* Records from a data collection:
******************************
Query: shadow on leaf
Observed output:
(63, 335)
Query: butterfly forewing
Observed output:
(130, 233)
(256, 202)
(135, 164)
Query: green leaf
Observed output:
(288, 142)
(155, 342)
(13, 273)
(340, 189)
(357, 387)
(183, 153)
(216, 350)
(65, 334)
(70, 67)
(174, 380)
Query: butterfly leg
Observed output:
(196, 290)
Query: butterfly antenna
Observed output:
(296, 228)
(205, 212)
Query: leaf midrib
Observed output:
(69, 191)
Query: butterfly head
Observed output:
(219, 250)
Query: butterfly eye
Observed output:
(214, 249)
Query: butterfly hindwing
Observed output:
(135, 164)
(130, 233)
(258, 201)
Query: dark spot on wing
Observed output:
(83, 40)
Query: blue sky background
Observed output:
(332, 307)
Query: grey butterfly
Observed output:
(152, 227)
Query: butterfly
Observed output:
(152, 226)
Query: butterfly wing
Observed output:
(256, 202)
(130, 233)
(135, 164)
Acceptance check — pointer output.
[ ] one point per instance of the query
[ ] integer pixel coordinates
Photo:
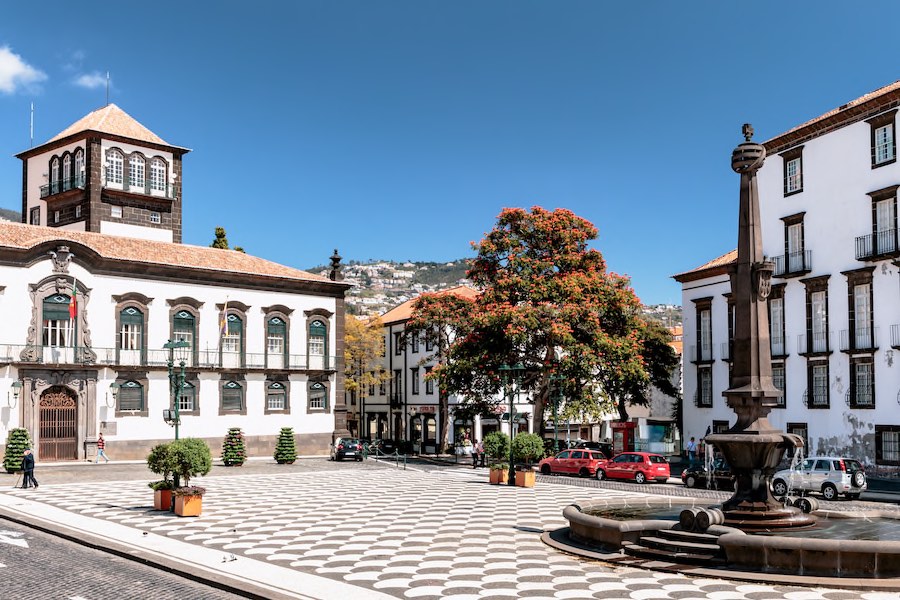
******************************
* WORK TO BE COMPLETED:
Count the lines in the data above that contain the word "leaf", and give only the number.

* TASK SOLUTION:
3